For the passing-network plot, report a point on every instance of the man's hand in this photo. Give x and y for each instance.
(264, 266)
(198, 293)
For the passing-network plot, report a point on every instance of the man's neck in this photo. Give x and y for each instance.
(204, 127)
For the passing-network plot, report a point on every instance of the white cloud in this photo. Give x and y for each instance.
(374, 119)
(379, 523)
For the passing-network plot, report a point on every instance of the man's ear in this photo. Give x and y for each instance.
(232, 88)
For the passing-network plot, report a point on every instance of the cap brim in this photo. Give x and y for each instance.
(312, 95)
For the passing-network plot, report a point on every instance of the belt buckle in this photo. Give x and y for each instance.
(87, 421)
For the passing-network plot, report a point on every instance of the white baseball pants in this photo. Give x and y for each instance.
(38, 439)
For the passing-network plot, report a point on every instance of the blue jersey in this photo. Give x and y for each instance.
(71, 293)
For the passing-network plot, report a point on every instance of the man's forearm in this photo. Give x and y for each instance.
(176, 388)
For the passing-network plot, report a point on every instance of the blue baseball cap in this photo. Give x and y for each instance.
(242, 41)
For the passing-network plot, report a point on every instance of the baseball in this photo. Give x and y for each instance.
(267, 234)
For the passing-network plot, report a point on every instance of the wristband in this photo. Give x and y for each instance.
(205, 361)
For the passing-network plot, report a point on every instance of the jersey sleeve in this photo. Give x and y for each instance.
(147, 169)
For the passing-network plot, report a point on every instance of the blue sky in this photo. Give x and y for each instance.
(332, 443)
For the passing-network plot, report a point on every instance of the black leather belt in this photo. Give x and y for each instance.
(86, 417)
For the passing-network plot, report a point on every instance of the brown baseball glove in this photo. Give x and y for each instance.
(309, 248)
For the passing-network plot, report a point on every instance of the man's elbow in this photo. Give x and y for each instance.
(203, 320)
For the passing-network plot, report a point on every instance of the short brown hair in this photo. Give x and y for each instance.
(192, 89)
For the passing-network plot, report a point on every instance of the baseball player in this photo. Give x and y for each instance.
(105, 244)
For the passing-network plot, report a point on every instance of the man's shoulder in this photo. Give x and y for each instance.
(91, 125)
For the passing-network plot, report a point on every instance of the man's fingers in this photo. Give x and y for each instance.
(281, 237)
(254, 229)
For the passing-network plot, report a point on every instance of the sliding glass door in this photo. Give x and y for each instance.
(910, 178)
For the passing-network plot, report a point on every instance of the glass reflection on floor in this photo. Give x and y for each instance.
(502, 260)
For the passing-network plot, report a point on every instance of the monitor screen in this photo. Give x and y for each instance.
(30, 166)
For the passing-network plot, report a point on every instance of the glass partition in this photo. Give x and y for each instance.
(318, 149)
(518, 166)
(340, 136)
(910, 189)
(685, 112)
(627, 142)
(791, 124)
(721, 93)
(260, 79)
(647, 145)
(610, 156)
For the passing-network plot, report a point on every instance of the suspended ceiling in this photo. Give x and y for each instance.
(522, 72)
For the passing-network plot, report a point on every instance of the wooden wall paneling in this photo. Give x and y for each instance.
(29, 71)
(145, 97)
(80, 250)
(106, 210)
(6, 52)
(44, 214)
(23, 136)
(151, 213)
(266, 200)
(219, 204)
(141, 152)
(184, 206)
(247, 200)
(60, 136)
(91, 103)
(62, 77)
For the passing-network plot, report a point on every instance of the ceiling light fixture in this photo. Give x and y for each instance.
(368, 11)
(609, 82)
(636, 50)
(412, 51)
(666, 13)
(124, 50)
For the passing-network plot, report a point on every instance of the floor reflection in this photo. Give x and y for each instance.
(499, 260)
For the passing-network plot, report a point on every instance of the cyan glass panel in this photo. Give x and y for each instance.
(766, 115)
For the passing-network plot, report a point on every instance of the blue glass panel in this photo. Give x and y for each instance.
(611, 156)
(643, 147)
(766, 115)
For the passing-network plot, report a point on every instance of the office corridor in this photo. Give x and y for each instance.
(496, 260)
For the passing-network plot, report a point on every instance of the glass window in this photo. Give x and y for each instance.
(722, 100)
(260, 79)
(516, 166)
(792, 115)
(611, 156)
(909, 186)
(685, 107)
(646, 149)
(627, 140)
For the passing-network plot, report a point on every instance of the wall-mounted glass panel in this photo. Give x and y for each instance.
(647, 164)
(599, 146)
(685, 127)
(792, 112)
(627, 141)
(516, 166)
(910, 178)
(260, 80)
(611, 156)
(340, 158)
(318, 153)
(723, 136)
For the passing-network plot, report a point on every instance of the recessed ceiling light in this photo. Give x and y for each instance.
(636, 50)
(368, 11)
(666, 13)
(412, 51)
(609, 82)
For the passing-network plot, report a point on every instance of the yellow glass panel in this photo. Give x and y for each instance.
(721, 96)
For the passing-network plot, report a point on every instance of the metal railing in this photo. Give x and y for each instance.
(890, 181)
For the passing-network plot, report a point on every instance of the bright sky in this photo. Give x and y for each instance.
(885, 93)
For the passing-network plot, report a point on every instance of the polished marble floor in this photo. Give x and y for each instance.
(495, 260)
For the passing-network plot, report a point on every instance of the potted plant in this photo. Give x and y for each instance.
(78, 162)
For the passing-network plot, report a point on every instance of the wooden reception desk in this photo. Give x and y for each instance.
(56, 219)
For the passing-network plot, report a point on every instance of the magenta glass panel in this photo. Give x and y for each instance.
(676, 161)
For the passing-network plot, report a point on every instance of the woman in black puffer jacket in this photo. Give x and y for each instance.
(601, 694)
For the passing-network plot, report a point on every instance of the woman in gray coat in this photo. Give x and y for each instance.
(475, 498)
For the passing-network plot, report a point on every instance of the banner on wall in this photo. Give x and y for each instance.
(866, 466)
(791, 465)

* * * * * * * * *

Aim of the exercise
Convert all of the rows above into a Markdown table with two columns, No and Line. Give each line its own number and leave out any blank lines.

Answer to the exercise
| No | Line |
|---|---|
| 1 | For the passing-network plot, report a point on every instance of the man's hand in this photo. Give x and y for each instance. |
| 2 | (264, 266) |
| 3 | (198, 293) |
| 4 | For the passing-network plot, report a point on every instance of the man's neck in this photo. Give x and y for each instance. |
| 5 | (204, 127) |
| 6 | For the passing-network plot, report a point on every instance of the white cloud in this photo. Give x and y for each instance. |
| 7 | (374, 119) |
| 8 | (379, 523) |
| 9 | For the passing-network plot, report a point on every instance of the man's ear in this photo. Give x and y for each instance. |
| 10 | (232, 88) |
| 11 | For the passing-network plot, report a point on every instance of the cap brim in this photo. Give x and y for each instance. |
| 12 | (312, 95) |
| 13 | For the passing-network plot, report a point on every instance of the belt buckle in this photo. Give x and y for each instance. |
| 14 | (87, 421) |
| 15 | For the passing-network plot, report a point on every instance of the white baseball pants in this photo. Give x and y for each instance. |
| 16 | (38, 439) |
| 17 | For the passing-network plot, report a point on every instance of the blue jersey in this photo. Give x and y for each instance. |
| 18 | (71, 293) |
| 19 | For the passing-network plot, report a point on every instance of the man's forearm in this photo. Give x and y for each instance. |
| 20 | (176, 388) |
| 21 | For the passing-network plot, report a point on every instance of the blue baseball cap in this photo. Give x and y for each instance. |
| 22 | (242, 41) |
| 23 | For the passing-network plot, report a point on every instance of the baseball in this photo. Give x and y for each instance. |
| 24 | (267, 234) |
| 25 | For the passing-network plot, report a point on every instance of the wristband in this photo. Give x and y for each instance. |
| 26 | (205, 361) |
| 27 | For the passing-network plot, report a point on every instance of the jersey sleeve in this photo. Give x and y for each instance. |
| 28 | (147, 169) |
| 29 | For the passing-network plot, report a point on every instance of the blue sky in this photo. Give x and y for each instance. |
| 30 | (332, 443) |
| 31 | For the passing-network plot, report a point on every instance of the black leather belt in this photo. Give x and y for each instance. |
| 32 | (86, 417) |
| 33 | For the passing-network plot, report a point on every instance of the brown baseball glove in this photo. Give x and y for each instance. |
| 34 | (309, 248) |
| 35 | For the passing-network plot, report a point on every instance of the man's elbow in this photo. Give x and y for each instance. |
| 36 | (203, 320) |
| 37 | For the passing-network plot, report a point on every instance of the short brown hair in this photo. Give x and y for each instance. |
| 38 | (192, 89) |
| 39 | For the passing-network plot, report a point on every instance of the baseball player in this photo. Give x and y for each instance. |
| 40 | (105, 244) |
| 41 | For the passing-network plot, report a point on every instance of the man's shoulder in this photo. Give x and y for each instance. |
| 42 | (91, 125) |
| 43 | For the passing-network plot, report a point on every instance of the man's fingers in this photo. Give x and y for each instance. |
| 44 | (281, 237) |
| 45 | (254, 229) |
| 46 | For the passing-network plot, report a point on every instance of the sliding glass door in this photo. Give x and y for each instance. |
| 47 | (910, 178) |
| 48 | For the passing-network plot, report a point on every instance of the glass reflection on floor in this photo. Give x and y for each instance. |
| 49 | (502, 260) |
| 50 | For the passing-network plot, report a point on every instance of the monitor screen in this photo. Give x and y for each instance. |
| 51 | (30, 166) |
| 52 | For the passing-network plot, report a point on every instance of the glass partition in this photo. Give x and y for each instance. |
| 53 | (318, 149) |
| 54 | (518, 166) |
| 55 | (340, 136) |
| 56 | (910, 189) |
| 57 | (685, 112) |
| 58 | (627, 142) |
| 59 | (791, 124) |
| 60 | (721, 93) |
| 61 | (260, 79) |
| 62 | (647, 145) |
| 63 | (610, 156) |
| 64 | For the passing-network plot, report a point on every instance of the suspended ceiling in this photo. Give x and y for each instance. |
| 65 | (522, 72) |
| 66 | For the passing-network plot, report a point on every instance of the wooden wall paneling in this photo. Give x and y for each instance. |
| 67 | (29, 71) |
| 68 | (145, 97) |
| 69 | (80, 250) |
| 70 | (106, 210) |
| 71 | (6, 52) |
| 72 | (44, 214) |
| 73 | (23, 136) |
| 74 | (151, 213) |
| 75 | (266, 200) |
| 76 | (219, 204) |
| 77 | (141, 152) |
| 78 | (184, 206) |
| 79 | (247, 200) |
| 80 | (60, 136) |
| 81 | (91, 103) |
| 82 | (62, 77) |
| 83 | For the passing-network plot, report a point on every instance of the ceiling light fixture in this photo. Give x and y for each instance. |
| 84 | (368, 11) |
| 85 | (609, 82) |
| 86 | (636, 50) |
| 87 | (412, 51) |
| 88 | (666, 13) |
| 89 | (124, 50) |
| 90 | For the passing-network plot, report a point on every instance of the floor reflection in this photo. Give x and y for each instance. |
| 91 | (499, 260) |
| 92 | For the passing-network plot, report a point on every instance of the cyan glass panel in this photo. Give x and y for each instance. |
| 93 | (766, 115) |
| 94 | For the passing-network plot, report a point on every instance of the blue glass panel in this photo. Give x and y for each instance. |
| 95 | (611, 156) |
| 96 | (643, 147) |
| 97 | (766, 115) |
| 98 | For the passing-network plot, report a point on every instance of the office corridor in this photo. Give x and y for each instance. |
| 99 | (496, 260) |
| 100 | For the passing-network plot, report a point on every instance of the glass window in this photo. Give x and y for each instance. |
| 101 | (722, 100) |
| 102 | (260, 79) |
| 103 | (516, 166) |
| 104 | (792, 115) |
| 105 | (611, 156) |
| 106 | (909, 186) |
| 107 | (685, 107) |
| 108 | (646, 149) |
| 109 | (627, 140) |
| 110 | For the passing-network plot, report a point on every instance of the wall-mounted glass panel in this photo. Give x and y for each instance. |
| 111 | (647, 164) |
| 112 | (599, 146) |
| 113 | (685, 127) |
| 114 | (792, 112) |
| 115 | (627, 141) |
| 116 | (516, 166) |
| 117 | (910, 178) |
| 118 | (260, 80) |
| 119 | (611, 156) |
| 120 | (340, 158) |
| 121 | (318, 153) |
| 122 | (723, 136) |
| 123 | For the passing-network plot, report a point on every instance of the recessed ceiling light in this photo. Give x and y for each instance. |
| 124 | (636, 50) |
| 125 | (368, 11) |
| 126 | (666, 13) |
| 127 | (412, 51) |
| 128 | (609, 82) |
| 129 | For the passing-network plot, report a point on every instance of the yellow glass panel in this photo. Give x and y for each instance. |
| 130 | (721, 96) |
| 131 | For the passing-network plot, report a point on every instance of the metal railing in this photo. Give x and y for each instance. |
| 132 | (890, 181) |
| 133 | For the passing-network plot, report a point on every instance of the bright sky in this photo. Give x and y for each instance. |
| 134 | (885, 93) |
| 135 | For the passing-network plot, report a point on every instance of the polished marble floor in this photo. Give x and y for each instance. |
| 136 | (495, 260) |
| 137 | For the passing-network plot, report a point on every instance of the potted plant in this photo. Give x and y for each instance. |
| 138 | (78, 162) |
| 139 | For the passing-network plot, report a point on every instance of the wooden reception desk in this photo. Give x and y for each instance. |
| 140 | (56, 219) |
| 141 | For the passing-network plot, report a point on every instance of the magenta glass panel in this photo. Give x and y for each instance. |
| 142 | (676, 161) |
| 143 | For the passing-network plot, report a point on every instance of the woman in black puffer jacket in this photo. Give x and y for each instance. |
| 144 | (601, 694) |
| 145 | For the passing-network plot, report a point on every instance of the woman in gray coat in this photo. Give x and y for each instance. |
| 146 | (475, 498) |
| 147 | For the passing-network plot, report a point on every instance of the banner on wall in this photo. Give x and y for each instance. |
| 148 | (866, 466) |
| 149 | (791, 465) |